▶ **Aim of the task**
Revise the records from the line containing "Mark the limestone cliff face." through the line containing "left=268, top=53, right=355, bottom=160", changing "limestone" to "sandstone" and keeping everything else the same. Output only those lines.

▶ **Material provided**
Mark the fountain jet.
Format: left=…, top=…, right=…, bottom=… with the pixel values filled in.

* * *

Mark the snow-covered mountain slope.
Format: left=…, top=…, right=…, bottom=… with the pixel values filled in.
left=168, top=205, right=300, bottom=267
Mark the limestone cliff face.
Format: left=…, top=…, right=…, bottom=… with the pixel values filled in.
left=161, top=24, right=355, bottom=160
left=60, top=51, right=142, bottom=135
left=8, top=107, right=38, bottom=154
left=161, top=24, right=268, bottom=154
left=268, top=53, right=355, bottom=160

▶ **Exercise solution**
Mark the sandstone cliff face.
Format: left=…, top=…, right=…, bottom=… with the pixel values filled in.
left=161, top=24, right=355, bottom=160
left=60, top=51, right=142, bottom=135
left=8, top=107, right=38, bottom=154
left=161, top=24, right=268, bottom=154
left=268, top=53, right=355, bottom=160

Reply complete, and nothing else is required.